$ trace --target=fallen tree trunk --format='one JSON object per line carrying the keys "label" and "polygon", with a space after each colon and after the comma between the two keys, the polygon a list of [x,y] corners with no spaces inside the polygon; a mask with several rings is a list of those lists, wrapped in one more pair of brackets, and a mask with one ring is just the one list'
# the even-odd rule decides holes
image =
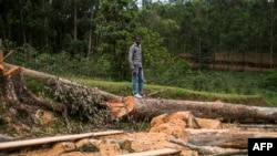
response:
{"label": "fallen tree trunk", "polygon": [[196,146],[181,139],[170,139],[170,142],[188,147],[189,149],[197,150],[201,155],[209,156],[230,156],[247,154],[247,149],[225,149],[216,146]]}
{"label": "fallen tree trunk", "polygon": [[195,102],[181,100],[133,98],[107,102],[112,116],[132,116],[132,118],[152,118],[161,114],[189,111],[195,117],[237,123],[277,123],[277,107],[257,107],[222,102]]}
{"label": "fallen tree trunk", "polygon": [[24,141],[11,141],[0,143],[0,150],[9,150],[12,148],[21,148],[29,147],[34,145],[42,145],[55,142],[64,142],[64,141],[75,141],[85,137],[95,137],[103,135],[114,135],[122,134],[122,131],[107,131],[107,132],[94,132],[94,133],[84,133],[84,134],[71,134],[71,135],[62,135],[62,136],[52,136],[52,137],[43,137],[43,138],[33,138],[33,139],[24,139]]}
{"label": "fallen tree trunk", "polygon": [[[6,65],[13,67],[11,64],[6,63]],[[110,107],[111,116],[114,118],[132,116],[135,119],[151,119],[164,113],[189,111],[195,117],[217,118],[222,122],[277,123],[277,107],[257,107],[222,102],[121,97],[47,73],[23,67],[22,73],[52,87],[55,96],[60,97],[73,114],[82,112],[86,117],[98,113],[99,108],[95,107],[107,101],[105,104]]]}
{"label": "fallen tree trunk", "polygon": [[187,143],[196,146],[247,149],[248,138],[277,137],[277,132],[186,128]]}

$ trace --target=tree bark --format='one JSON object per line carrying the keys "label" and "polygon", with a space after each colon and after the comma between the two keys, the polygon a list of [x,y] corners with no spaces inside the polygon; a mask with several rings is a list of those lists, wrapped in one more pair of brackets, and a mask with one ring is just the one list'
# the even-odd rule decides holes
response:
{"label": "tree bark", "polygon": [[[151,119],[152,117],[164,113],[171,114],[174,112],[189,111],[195,117],[212,119],[216,118],[220,119],[222,122],[237,122],[246,124],[277,123],[277,107],[257,107],[222,102],[133,98],[132,96],[120,97],[117,95],[113,95],[111,93],[78,84],[47,73],[28,69],[22,69],[22,73],[27,76],[43,82],[48,86],[54,89],[55,92],[59,92],[57,96],[61,95],[62,103],[64,103],[71,112],[80,111],[74,110],[75,107],[72,105],[83,107],[81,111],[88,117],[95,113],[93,112],[94,103],[103,104],[106,102],[105,105],[110,107],[111,116],[113,118],[132,116],[134,119]],[[62,87],[62,90],[60,87]],[[78,92],[72,93],[73,95],[71,96],[64,97],[64,95],[68,94],[68,91],[64,90],[68,90],[68,87]],[[75,96],[75,98],[72,96]],[[68,102],[68,98],[71,101]]]}
{"label": "tree bark", "polygon": [[194,129],[186,128],[187,143],[196,146],[247,149],[248,138],[277,137],[277,132],[245,129]]}
{"label": "tree bark", "polygon": [[[161,114],[171,114],[174,112],[189,111],[195,117],[219,119],[222,122],[237,123],[277,123],[277,107],[257,107],[239,104],[228,104],[222,102],[195,102],[181,100],[160,100],[160,98],[134,98],[133,102],[126,97],[120,105],[110,101],[109,106],[116,107],[117,114],[114,117],[125,115],[133,118],[145,119]],[[127,110],[126,110],[127,108]]]}

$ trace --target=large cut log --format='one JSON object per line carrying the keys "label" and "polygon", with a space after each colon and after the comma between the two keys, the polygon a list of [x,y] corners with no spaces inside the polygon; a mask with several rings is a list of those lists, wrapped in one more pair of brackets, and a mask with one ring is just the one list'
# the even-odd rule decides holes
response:
{"label": "large cut log", "polygon": [[122,134],[122,133],[123,133],[122,131],[107,131],[107,132],[94,132],[94,133],[72,134],[72,135],[51,136],[51,137],[33,138],[33,139],[24,139],[24,141],[4,142],[4,143],[0,143],[0,150],[9,150],[12,148],[29,147],[29,146],[34,146],[34,145],[50,144],[50,143],[64,142],[64,141],[76,141],[76,139],[81,139],[85,137],[115,135],[115,134]]}
{"label": "large cut log", "polygon": [[153,118],[161,114],[189,111],[195,117],[237,123],[277,123],[277,107],[257,107],[223,102],[195,102],[161,98],[125,98],[107,102],[113,117]]}
{"label": "large cut log", "polygon": [[187,143],[196,146],[247,149],[248,138],[277,138],[277,132],[186,128]]}
{"label": "large cut log", "polygon": [[[7,66],[13,67],[14,65],[4,64]],[[73,102],[76,100],[76,104],[84,108],[83,112],[86,112],[86,116],[90,117],[92,111],[92,104],[95,103],[95,98],[91,97],[90,94],[103,96],[104,101],[107,101],[107,106],[111,108],[111,116],[119,118],[122,116],[132,116],[136,119],[151,119],[154,116],[167,113],[174,113],[179,111],[189,111],[195,117],[202,118],[217,118],[222,122],[238,122],[238,123],[277,123],[277,107],[257,107],[257,106],[247,106],[240,104],[228,104],[223,102],[195,102],[195,101],[182,101],[182,100],[161,100],[161,98],[133,98],[121,97],[104,91],[100,91],[96,87],[92,89],[65,79],[58,77],[55,75],[37,72],[33,70],[28,70],[22,67],[24,75],[41,81],[42,83],[57,87],[55,92],[61,92],[61,98],[63,97],[63,103],[66,104],[68,100],[64,97],[64,94],[68,95],[66,87],[75,91],[84,92],[81,95],[75,95],[75,98],[72,98],[68,104],[68,107],[71,111],[79,108],[74,105]],[[59,90],[62,87],[63,90]],[[78,92],[79,93],[79,92]],[[78,94],[76,93],[76,94]],[[82,102],[80,102],[82,100]],[[99,100],[102,101],[102,100]],[[82,104],[83,103],[83,104]],[[75,110],[80,112],[80,110]],[[85,114],[85,113],[84,113]]]}
{"label": "large cut log", "polygon": [[[4,63],[7,67],[14,67],[16,65]],[[101,104],[106,100],[119,98],[120,96],[99,90],[98,87],[90,87],[73,81],[62,79],[48,73],[42,73],[25,67],[21,67],[22,74],[27,77],[34,79],[43,83],[53,93],[55,100],[63,104],[66,110],[65,114],[70,116],[80,116],[81,119],[89,118],[93,123],[102,123],[105,119],[106,110]],[[37,100],[37,102],[40,98]],[[48,101],[42,103],[48,108],[52,108]],[[49,103],[49,102],[48,102]],[[57,104],[52,104],[54,108],[61,112],[64,108],[59,108]],[[55,108],[58,107],[58,108]],[[101,118],[101,119],[100,119]]]}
# # # # #
* REQUIRED WORK: Which lines of the records contain the word "keys", with case counting? Pick out each such line in full.

* RESULT:
$ trace --target=fallen tree trunk --format='one JSON object per line carrying the keys "label" and "polygon", with a space after each colon and after the comma between the two keys, the polygon a list of [x,y] corners with no spaces inside the polygon; a mask with several rings is a list of those lists, wrapped in one more pair of brackets, and a mask with one ring is just the one list'
$ trace --target=tree bark --format='one JSON object per line carrying the keys "label" and "polygon", with a space after each colon and after the comma between the two keys, the polygon a list of [x,y] corners with no spaces inside the polygon; a mask with several rings is a list of those lists, wrapped in one more pair of brackets, and a mask with one ring is just the one list'
$ trace --target=large cut log --format='one JSON object per line carrying the keys "label" and "polygon", with a space after each colon and after the comma between the two keys, the polygon a list of [x,y] corners with no spaces inside the polygon; a mask with several rings is a list of those lists, wrapped in one more pair of brackets, and a mask with one ring is just the one list'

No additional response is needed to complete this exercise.